- _Exercise description_:
Please transcribe every record below exactly as written.

=== Section Start ===

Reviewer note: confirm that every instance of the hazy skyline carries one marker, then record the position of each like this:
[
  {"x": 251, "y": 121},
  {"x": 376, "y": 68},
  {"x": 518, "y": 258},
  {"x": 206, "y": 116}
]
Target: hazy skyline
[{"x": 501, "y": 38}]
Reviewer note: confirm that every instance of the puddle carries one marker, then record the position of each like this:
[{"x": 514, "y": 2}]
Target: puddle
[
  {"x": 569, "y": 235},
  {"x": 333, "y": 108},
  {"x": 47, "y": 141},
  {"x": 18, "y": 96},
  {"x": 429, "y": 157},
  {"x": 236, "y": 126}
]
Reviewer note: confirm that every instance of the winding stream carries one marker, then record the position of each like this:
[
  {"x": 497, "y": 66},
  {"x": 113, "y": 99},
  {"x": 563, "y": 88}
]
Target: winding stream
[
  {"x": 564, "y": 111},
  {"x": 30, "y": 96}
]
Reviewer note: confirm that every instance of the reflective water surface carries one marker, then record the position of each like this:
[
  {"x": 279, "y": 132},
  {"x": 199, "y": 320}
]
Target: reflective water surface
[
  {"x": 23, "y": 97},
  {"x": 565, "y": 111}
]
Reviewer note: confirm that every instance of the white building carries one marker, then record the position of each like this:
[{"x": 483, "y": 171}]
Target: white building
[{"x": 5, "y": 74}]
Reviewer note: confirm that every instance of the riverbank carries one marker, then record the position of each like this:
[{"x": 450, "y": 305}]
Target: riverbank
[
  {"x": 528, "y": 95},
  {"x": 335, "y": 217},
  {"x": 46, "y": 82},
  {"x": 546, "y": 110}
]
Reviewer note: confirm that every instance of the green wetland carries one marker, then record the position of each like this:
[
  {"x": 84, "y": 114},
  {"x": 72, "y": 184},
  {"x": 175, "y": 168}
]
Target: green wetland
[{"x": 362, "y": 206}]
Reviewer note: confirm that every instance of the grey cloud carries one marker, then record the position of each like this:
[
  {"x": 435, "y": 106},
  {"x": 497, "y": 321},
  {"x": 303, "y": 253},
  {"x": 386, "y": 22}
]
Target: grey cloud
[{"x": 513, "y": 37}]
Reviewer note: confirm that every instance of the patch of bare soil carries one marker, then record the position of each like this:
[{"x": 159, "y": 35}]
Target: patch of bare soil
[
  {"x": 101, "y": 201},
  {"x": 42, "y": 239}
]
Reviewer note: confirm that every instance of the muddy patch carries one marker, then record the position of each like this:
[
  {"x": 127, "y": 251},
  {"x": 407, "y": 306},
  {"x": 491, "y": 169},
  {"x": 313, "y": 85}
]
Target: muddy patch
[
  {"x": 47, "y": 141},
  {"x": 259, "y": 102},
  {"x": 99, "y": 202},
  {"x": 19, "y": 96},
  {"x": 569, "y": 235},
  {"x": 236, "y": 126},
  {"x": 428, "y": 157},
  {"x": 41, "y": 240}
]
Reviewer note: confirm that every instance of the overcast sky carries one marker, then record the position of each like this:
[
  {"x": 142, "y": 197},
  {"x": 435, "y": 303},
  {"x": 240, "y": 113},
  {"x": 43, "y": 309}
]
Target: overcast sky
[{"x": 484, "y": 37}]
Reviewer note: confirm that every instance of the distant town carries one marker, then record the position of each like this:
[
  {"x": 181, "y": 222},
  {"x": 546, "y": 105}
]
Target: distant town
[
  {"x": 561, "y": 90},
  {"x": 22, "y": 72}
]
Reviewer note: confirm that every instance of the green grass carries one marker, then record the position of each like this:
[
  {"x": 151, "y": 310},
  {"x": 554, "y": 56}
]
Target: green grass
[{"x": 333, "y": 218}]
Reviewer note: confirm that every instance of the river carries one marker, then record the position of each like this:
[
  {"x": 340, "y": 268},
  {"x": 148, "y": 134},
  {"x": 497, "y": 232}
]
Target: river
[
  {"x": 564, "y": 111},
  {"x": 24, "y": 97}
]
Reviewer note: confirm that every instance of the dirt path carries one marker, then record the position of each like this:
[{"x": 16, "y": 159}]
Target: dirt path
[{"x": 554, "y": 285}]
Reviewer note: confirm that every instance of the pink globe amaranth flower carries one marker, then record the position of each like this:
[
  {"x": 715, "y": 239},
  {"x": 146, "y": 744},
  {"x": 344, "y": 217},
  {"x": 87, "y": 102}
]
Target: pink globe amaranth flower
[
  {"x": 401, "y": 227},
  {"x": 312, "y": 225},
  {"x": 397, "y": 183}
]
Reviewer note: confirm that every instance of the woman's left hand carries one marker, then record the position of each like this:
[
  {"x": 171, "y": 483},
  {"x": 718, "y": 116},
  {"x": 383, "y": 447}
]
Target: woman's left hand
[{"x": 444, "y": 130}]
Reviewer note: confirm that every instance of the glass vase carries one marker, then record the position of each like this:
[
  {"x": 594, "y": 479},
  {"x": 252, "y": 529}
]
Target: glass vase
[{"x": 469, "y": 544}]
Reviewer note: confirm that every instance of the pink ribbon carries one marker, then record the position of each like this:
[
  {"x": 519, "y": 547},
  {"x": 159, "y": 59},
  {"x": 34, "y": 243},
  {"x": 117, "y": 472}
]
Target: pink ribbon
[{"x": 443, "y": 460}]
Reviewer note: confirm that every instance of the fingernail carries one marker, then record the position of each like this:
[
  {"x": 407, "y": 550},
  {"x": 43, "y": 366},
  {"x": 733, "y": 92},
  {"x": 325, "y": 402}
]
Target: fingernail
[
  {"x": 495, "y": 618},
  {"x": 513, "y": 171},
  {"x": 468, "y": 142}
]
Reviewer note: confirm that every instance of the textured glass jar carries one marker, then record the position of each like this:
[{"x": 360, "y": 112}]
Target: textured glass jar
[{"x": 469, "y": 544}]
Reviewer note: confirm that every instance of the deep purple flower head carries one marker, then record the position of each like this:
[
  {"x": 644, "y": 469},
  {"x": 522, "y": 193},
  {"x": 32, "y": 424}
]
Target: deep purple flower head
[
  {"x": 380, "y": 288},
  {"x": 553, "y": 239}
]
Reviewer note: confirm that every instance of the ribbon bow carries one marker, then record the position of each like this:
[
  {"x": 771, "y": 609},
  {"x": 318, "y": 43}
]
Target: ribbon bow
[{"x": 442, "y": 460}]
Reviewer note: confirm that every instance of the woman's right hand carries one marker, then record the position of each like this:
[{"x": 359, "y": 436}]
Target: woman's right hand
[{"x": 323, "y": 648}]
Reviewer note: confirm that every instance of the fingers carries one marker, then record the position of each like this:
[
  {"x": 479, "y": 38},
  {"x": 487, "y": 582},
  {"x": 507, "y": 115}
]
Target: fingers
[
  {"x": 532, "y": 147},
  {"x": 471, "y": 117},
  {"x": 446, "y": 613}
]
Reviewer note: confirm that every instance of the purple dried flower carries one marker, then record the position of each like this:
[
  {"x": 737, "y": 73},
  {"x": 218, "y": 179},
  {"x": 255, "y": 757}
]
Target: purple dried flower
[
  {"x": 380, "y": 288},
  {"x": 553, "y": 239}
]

=== Section End ===

- _Exercise output_:
Reviewer note: confirm that every instance of the hazy skyline carries one marker, then record the position of each like this:
[
  {"x": 251, "y": 121},
  {"x": 376, "y": 68},
  {"x": 518, "y": 258},
  {"x": 206, "y": 116}
]
Target: hazy skyline
[{"x": 501, "y": 38}]
Reviewer note: confirm that every instance of the puddle carries one marker, then record the position of each like this:
[{"x": 514, "y": 2}]
Target: puddle
[
  {"x": 569, "y": 235},
  {"x": 333, "y": 108},
  {"x": 47, "y": 141},
  {"x": 18, "y": 96},
  {"x": 429, "y": 157},
  {"x": 236, "y": 126}
]
Reviewer note: confirm that every instance of the winding stream carries one marker, then record the position of each like this:
[
  {"x": 497, "y": 66},
  {"x": 113, "y": 99},
  {"x": 563, "y": 88}
]
Target: winding stream
[
  {"x": 564, "y": 111},
  {"x": 30, "y": 96}
]
Reviewer note: confirm that every instance of the reflective water surface carries one marker, then record the position of each like this:
[
  {"x": 279, "y": 132},
  {"x": 199, "y": 320}
]
Target: reflective water surface
[
  {"x": 23, "y": 97},
  {"x": 565, "y": 111}
]
Reviewer note: confirm that every instance of the white building carries one marker, then record the position of each like this:
[{"x": 483, "y": 171}]
Target: white building
[{"x": 5, "y": 74}]
Reviewer note: confirm that every instance of the riverbank carries one marker, then record the position of each like this:
[{"x": 450, "y": 305}]
Target: riverbank
[
  {"x": 528, "y": 95},
  {"x": 335, "y": 217},
  {"x": 46, "y": 82},
  {"x": 546, "y": 110}
]
Reviewer note: confirm that every instance of the green wetland carries one marker, then record the position of each like this:
[
  {"x": 84, "y": 114},
  {"x": 72, "y": 184},
  {"x": 175, "y": 168}
]
Target: green wetland
[{"x": 362, "y": 206}]
Reviewer note: confirm that every instance of the grey cloud carries one marker, then record the position of each like this:
[
  {"x": 435, "y": 106},
  {"x": 497, "y": 321},
  {"x": 303, "y": 253},
  {"x": 386, "y": 22}
]
Target: grey cloud
[{"x": 513, "y": 37}]
Reviewer note: confirm that every instance of the patch of bare soil carries one marker, then record the position of each like this:
[{"x": 159, "y": 35}]
Target: patch of bare soil
[
  {"x": 101, "y": 201},
  {"x": 42, "y": 239}
]
Reviewer note: confirm that every instance of the muddy patch carries one marker, then record the position of each like this:
[
  {"x": 127, "y": 251},
  {"x": 407, "y": 306},
  {"x": 491, "y": 169},
  {"x": 313, "y": 85}
]
Target: muddy patch
[
  {"x": 47, "y": 141},
  {"x": 259, "y": 102},
  {"x": 99, "y": 202},
  {"x": 19, "y": 96},
  {"x": 569, "y": 235},
  {"x": 236, "y": 126},
  {"x": 428, "y": 157},
  {"x": 41, "y": 240}
]
Reviewer note: confirm that every instance of the overcast sky carries one marker, then record the position of each like this:
[
  {"x": 142, "y": 197},
  {"x": 435, "y": 303},
  {"x": 240, "y": 113},
  {"x": 43, "y": 309}
]
Target: overcast sky
[{"x": 484, "y": 37}]
Reviewer note: confirm that every instance of the distant town carries one marker, then record the position of each like this:
[
  {"x": 181, "y": 222},
  {"x": 546, "y": 105}
]
Target: distant town
[
  {"x": 561, "y": 90},
  {"x": 22, "y": 72}
]
Reviewer note: confirm that every instance of the green grass carries one marker, then record the position of each like this:
[
  {"x": 151, "y": 310},
  {"x": 554, "y": 56}
]
Target: green grass
[{"x": 333, "y": 218}]
Reviewer note: confirm that every instance of the river carries one marker, then record the position of each like this:
[
  {"x": 340, "y": 268},
  {"x": 148, "y": 134},
  {"x": 497, "y": 232}
]
Target: river
[
  {"x": 564, "y": 111},
  {"x": 24, "y": 97}
]
Reviewer note: confirm that every instance of the dirt path carries one marker, then record the position of each like this:
[{"x": 16, "y": 159}]
Target: dirt path
[{"x": 554, "y": 285}]
Reviewer note: confirm that every instance of the pink globe amaranth flower carries one marker, then record the position of each like this:
[
  {"x": 715, "y": 239},
  {"x": 146, "y": 744},
  {"x": 344, "y": 217},
  {"x": 87, "y": 102}
]
Target: pink globe amaranth flower
[
  {"x": 401, "y": 227},
  {"x": 312, "y": 225},
  {"x": 397, "y": 183}
]
Reviewer note: confirm that every instance of the woman's left hand carries one marker, then record the position of each like this:
[
  {"x": 171, "y": 483},
  {"x": 718, "y": 116},
  {"x": 383, "y": 447}
]
Target: woman's left hand
[{"x": 444, "y": 130}]
Reviewer note: confirm that every instance of the glass vase carries one marker, then record the position of each like this:
[
  {"x": 594, "y": 479},
  {"x": 252, "y": 529}
]
Target: glass vase
[{"x": 469, "y": 544}]
Reviewer note: confirm that every instance of the pink ribbon carries one marker, then record the position of each like this:
[
  {"x": 519, "y": 547},
  {"x": 159, "y": 59},
  {"x": 34, "y": 243},
  {"x": 117, "y": 472}
]
Target: pink ribbon
[{"x": 443, "y": 460}]
Reviewer note: confirm that every instance of the fingernail carries one marker, then record the position of each like this:
[
  {"x": 407, "y": 550},
  {"x": 43, "y": 366},
  {"x": 733, "y": 92},
  {"x": 325, "y": 402}
]
Target: fingernail
[
  {"x": 495, "y": 618},
  {"x": 513, "y": 171},
  {"x": 468, "y": 142}
]
Reviewer note: confirm that every instance of the textured glass jar carries one marker, then record the position of each like this:
[{"x": 360, "y": 112}]
Target: textured glass jar
[{"x": 469, "y": 544}]
Reviewer note: confirm that every instance of the deep purple flower head carries one marker, then record the position of each like this:
[
  {"x": 644, "y": 469},
  {"x": 522, "y": 193},
  {"x": 32, "y": 424}
]
Target: deep purple flower head
[
  {"x": 380, "y": 288},
  {"x": 553, "y": 239}
]
Reviewer note: confirm that every instance of the ribbon bow carries one marker, then record the position of each like this:
[
  {"x": 771, "y": 609},
  {"x": 318, "y": 43}
]
Target: ribbon bow
[{"x": 442, "y": 460}]
Reviewer note: confirm that every instance of the woman's right hand carries one marker, then record the position of each like this:
[{"x": 359, "y": 436}]
Target: woman's right hand
[{"x": 323, "y": 648}]
Reviewer note: confirm that every instance of the fingers carries one marker, then record the position of each like this:
[
  {"x": 479, "y": 38},
  {"x": 487, "y": 582},
  {"x": 507, "y": 115}
]
Target: fingers
[
  {"x": 532, "y": 147},
  {"x": 471, "y": 117},
  {"x": 446, "y": 613}
]
Reviewer note: confirm that every instance of the purple dried flower carries one marker, then record the position of each like this:
[
  {"x": 737, "y": 73},
  {"x": 218, "y": 179},
  {"x": 255, "y": 757}
]
Target: purple dried flower
[
  {"x": 380, "y": 288},
  {"x": 553, "y": 239}
]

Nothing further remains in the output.